— Start DATA FOR THIS TASK —

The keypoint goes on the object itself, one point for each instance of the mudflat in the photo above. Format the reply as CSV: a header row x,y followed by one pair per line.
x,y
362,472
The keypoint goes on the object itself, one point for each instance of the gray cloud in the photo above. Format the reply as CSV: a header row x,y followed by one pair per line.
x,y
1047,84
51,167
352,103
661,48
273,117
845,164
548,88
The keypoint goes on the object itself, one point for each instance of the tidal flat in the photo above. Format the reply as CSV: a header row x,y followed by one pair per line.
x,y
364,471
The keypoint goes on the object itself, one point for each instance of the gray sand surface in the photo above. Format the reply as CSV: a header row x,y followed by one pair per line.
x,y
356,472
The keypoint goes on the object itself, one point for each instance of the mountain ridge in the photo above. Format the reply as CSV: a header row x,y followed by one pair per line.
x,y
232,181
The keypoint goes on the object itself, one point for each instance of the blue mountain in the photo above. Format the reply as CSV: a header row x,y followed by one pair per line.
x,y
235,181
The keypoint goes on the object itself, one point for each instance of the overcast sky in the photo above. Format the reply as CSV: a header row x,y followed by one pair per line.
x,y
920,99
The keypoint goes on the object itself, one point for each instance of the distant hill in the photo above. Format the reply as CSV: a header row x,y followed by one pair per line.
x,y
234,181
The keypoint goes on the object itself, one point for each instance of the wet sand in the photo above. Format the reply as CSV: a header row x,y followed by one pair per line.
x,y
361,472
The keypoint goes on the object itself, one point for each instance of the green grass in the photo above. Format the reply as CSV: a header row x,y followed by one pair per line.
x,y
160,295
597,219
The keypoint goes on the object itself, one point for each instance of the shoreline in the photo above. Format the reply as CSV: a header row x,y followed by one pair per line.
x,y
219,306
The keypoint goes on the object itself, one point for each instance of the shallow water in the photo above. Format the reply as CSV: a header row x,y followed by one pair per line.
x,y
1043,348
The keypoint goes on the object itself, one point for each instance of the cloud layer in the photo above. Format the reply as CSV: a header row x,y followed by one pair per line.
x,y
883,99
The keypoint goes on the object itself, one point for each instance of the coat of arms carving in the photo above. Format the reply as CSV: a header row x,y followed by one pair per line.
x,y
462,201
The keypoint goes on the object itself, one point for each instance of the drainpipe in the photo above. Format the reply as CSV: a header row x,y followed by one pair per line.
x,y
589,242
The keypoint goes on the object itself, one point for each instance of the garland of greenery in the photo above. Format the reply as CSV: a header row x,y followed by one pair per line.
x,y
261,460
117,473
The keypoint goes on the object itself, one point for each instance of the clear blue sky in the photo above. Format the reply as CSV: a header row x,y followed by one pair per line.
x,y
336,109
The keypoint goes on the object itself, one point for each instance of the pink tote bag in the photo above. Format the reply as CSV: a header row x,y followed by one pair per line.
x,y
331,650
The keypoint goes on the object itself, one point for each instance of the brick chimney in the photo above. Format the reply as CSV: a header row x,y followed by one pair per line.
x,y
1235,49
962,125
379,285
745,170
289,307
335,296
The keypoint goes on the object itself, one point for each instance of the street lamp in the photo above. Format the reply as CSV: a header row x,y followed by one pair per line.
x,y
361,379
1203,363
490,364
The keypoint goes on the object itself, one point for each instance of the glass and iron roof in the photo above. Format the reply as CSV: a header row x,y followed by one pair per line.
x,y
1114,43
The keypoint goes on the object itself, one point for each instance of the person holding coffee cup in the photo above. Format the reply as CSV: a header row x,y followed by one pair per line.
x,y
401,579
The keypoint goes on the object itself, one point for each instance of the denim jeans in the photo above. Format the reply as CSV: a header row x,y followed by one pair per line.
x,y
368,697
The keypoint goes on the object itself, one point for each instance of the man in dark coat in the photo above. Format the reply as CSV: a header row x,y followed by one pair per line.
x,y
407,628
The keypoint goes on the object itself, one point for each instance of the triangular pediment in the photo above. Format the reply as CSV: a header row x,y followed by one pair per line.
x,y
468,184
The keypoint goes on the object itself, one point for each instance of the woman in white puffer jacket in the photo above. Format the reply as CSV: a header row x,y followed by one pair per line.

— End DATA FOR THIS TASK —

## EXERCISE REQUIREMENTS
Rewrite every line of the data above as a JSON list of strings, one string per line, leaving out blank lines.

## FULL RESPONSE
[
  "The keypoint goes on the object itself, one point for each instance of the mudflat in the photo above. Format the reply as CSV: a header row x,y followed by one pair per line.",
  "x,y",
  "362,472",
  "The keypoint goes on the object itself, one point for each instance of the gray cloud in the photo above. Format the reply as CSV: a header row x,y followed by one pair per line.",
  "x,y",
  "1047,84",
  "51,167",
  "352,103",
  "661,48",
  "273,117",
  "845,164",
  "548,88",
  "The keypoint goes on the object itself, one point for each instance of the tidal flat in the photo above. Format the reply as CSV: a header row x,y followed by one pair per line.",
  "x,y",
  "364,471",
  "The keypoint goes on the object itself, one point for each instance of the gray sand surface in the photo above. Format the reply as CSV: a header row x,y followed by one pair per line.",
  "x,y",
  "356,472",
  "The keypoint goes on the object itself, one point for each instance of the mountain ridge in the photo above. Format the reply as CSV: a header row x,y followed by one pair per line.",
  "x,y",
  "232,181",
  "The keypoint goes on the object itself, one point for each instance of the blue mountain in the photo above. Format the reply as CSV: a header row x,y followed by one pair per line.",
  "x,y",
  "235,181",
  "The keypoint goes on the object itself, one point for each instance of the overcast sky in the photo above. Format the reply as CSV: a header row x,y followed by one pair per line.",
  "x,y",
  "920,99",
  "The keypoint goes on the object itself, one point for each instance of the distant hill in the photo above. Format the reply as CSV: a header row x,y followed by one pair per line.",
  "x,y",
  "234,181",
  "The keypoint goes on the object itself, one point for each instance of the wet sand in the photo above. Format the reply as CSV: a header row x,y followed by one pair per line.",
  "x,y",
  "361,472",
  "The keypoint goes on the object itself, one point for each instance of the green grass in the photo above. Format the reply as CSV: a header row x,y followed by one pair per line.",
  "x,y",
  "160,295",
  "597,219",
  "The keypoint goes on the object itself, one point for each instance of the shoreline in the photo above. Format the reply as CSV: a header row x,y followed by one pair per line.",
  "x,y",
  "219,306",
  "The keypoint goes on the object itself, one point for each instance of the shallow water in the photo above. Format the reply as CSV: a header row x,y followed by one pair per line.",
  "x,y",
  "1043,348",
  "The keypoint goes on the object itself, one point for each instance of the cloud layer in the photo above. Format the reply as CSV: a header row x,y followed by one pair per line.",
  "x,y",
  "883,99",
  "The keypoint goes on the object itself, one point for each instance of the coat of arms carving in the photo above. Format the reply as CSV: a header row x,y followed by one pair per line.",
  "x,y",
  "462,201",
  "The keypoint goes on the object itself, one point for each instance of the drainpipe in the photo above. Format the reply as CSV: a header row x,y followed by one pair per line.",
  "x,y",
  "589,242",
  "The keypoint goes on the object itself, one point for each instance of the garland of greenery in the photo above. Format the reply as CSV: a header row x,y followed by one pair per line.",
  "x,y",
  "261,460",
  "117,473",
  "The keypoint goes on the object itself, one point for each instance of the clear blue sky in the photo above. Format the reply as CSV: a header row x,y followed by one pair per line.",
  "x,y",
  "336,109",
  "The keypoint goes on the object itself, one point for each instance of the pink tote bag in the photo above. Format the reply as CSV: a header row x,y followed by one pair per line.",
  "x,y",
  "331,650",
  "The keypoint goes on the object itself, one point for each instance of the brick chimney in the photo above. Format the reply as CSV: a header row x,y followed by one pair per line.",
  "x,y",
  "1235,49",
  "962,125",
  "379,285",
  "745,170",
  "289,307",
  "335,296",
  "The keypoint goes on the object itself, one point for each instance of the street lamp in the photo above. Format the reply as CSV: a header row x,y followed by one pair per line.",
  "x,y",
  "361,379",
  "1203,363",
  "490,364",
  "The keypoint goes on the object itself, one point for each instance of the glass and iron roof in the photo above. Format the reply as CSV: a header row x,y followed by one pair per line.",
  "x,y",
  "1114,43",
  "The keypoint goes on the object itself, one point for each instance of the person holding coffee cup in the photo above. Format the reply as CSV: a header row x,y followed by one pair per line.",
  "x,y",
  "401,579",
  "The keypoint goes on the object itself, one point for each instance of the denim jeans in the photo above. Format the reply as CSV: a header row x,y followed by one pair per line.",
  "x,y",
  "368,697",
  "The keypoint goes on the object itself, one point for each instance of the man in dark coat in the photo above. Format the reply as CSV: a header row x,y followed by one pair per line.",
  "x,y",
  "407,628",
  "The keypoint goes on the object itself, one point for each instance of the triangular pediment in the photo above. Format the reply as CSV: a header row x,y followed by one pair per line.",
  "x,y",
  "468,184",
  "The keypoint goes on the object itself, one point for each instance of the woman in white puffer jacket in the photo above. Format the reply as CSV: a header row x,y followed by one pair per line."
]